■ Stated exercise: Starting at the line that has "Objective — one point on each instance of the white bathtub", copy every line through the end of the rows, replacing "window" with "window pane" and leaving everything else unchanged.

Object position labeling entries
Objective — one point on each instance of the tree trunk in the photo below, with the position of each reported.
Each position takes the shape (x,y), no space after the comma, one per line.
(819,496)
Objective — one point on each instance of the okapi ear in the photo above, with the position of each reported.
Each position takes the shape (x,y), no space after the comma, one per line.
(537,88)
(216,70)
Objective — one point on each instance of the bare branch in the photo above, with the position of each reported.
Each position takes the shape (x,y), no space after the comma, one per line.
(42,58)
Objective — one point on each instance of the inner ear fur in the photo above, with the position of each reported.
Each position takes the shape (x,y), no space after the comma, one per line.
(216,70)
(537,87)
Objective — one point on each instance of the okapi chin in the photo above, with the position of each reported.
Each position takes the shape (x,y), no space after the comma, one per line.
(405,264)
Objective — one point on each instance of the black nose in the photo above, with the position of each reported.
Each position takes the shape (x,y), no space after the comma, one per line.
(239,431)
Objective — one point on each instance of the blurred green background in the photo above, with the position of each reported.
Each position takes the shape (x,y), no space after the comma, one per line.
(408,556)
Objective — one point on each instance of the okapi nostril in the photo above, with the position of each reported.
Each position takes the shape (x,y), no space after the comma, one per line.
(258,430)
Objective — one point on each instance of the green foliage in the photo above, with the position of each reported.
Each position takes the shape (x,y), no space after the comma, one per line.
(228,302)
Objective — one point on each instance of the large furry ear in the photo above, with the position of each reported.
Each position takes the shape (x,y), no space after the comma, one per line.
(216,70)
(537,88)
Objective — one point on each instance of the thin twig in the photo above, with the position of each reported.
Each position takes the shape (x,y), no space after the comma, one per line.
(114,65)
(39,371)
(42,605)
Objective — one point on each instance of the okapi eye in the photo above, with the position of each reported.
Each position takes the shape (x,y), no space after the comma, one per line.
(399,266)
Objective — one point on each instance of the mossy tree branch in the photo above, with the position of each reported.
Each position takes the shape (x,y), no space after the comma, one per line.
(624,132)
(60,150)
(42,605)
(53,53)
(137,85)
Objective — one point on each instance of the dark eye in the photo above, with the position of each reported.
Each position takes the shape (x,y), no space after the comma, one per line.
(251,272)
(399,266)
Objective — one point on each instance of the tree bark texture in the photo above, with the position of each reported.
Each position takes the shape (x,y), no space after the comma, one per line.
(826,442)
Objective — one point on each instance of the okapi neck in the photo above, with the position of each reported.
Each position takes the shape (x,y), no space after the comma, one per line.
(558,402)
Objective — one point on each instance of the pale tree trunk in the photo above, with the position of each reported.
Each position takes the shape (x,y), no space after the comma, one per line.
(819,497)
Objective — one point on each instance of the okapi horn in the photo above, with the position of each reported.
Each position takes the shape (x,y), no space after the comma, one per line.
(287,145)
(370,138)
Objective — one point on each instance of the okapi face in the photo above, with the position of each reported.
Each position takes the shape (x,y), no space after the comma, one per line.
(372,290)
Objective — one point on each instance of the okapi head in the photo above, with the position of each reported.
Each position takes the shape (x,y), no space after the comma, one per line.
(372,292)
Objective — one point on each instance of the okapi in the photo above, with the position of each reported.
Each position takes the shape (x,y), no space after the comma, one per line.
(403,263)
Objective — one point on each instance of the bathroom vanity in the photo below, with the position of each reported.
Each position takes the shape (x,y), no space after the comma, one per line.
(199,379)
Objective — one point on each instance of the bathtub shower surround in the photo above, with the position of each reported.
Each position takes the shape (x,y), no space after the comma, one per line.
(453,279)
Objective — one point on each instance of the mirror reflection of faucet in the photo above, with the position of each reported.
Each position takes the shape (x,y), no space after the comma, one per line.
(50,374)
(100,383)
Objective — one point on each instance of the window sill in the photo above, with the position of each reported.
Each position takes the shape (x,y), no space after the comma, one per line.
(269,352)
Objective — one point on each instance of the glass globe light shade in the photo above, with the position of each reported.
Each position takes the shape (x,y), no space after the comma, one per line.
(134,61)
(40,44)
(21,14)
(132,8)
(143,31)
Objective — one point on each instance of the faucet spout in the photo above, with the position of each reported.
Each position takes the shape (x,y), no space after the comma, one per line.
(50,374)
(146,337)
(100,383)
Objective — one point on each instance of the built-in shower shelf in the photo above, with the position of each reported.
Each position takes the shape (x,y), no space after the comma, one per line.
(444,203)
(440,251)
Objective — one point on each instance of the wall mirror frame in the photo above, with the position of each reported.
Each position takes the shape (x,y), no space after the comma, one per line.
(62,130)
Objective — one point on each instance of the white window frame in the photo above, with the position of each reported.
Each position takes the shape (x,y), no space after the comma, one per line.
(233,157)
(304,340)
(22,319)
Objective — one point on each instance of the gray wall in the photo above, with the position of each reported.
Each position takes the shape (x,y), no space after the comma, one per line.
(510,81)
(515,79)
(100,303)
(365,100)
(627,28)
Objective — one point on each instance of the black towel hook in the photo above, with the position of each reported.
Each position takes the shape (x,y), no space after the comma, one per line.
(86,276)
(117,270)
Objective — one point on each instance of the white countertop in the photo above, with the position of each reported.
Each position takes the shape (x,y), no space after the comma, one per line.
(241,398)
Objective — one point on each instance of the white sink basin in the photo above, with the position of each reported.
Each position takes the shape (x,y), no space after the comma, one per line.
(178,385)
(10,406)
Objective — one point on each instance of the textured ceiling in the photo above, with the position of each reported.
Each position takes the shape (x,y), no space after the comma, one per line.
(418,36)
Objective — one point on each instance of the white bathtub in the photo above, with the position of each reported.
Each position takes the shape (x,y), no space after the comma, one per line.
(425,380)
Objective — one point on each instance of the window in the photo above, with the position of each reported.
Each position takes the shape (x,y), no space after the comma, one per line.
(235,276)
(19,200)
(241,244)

■ Solution to the problem:
Objective — one point on each instance of the white bathtub in the photo above, with the position of each reported.
Each position takes the shape (x,y), no space after the comma, one per line.
(425,380)
Objective — one point on each instance of the window pane in the photo above, with the position of each reported.
Each position takes the shape (x,y), no space after the comma, one per line.
(235,276)
(19,200)
(241,244)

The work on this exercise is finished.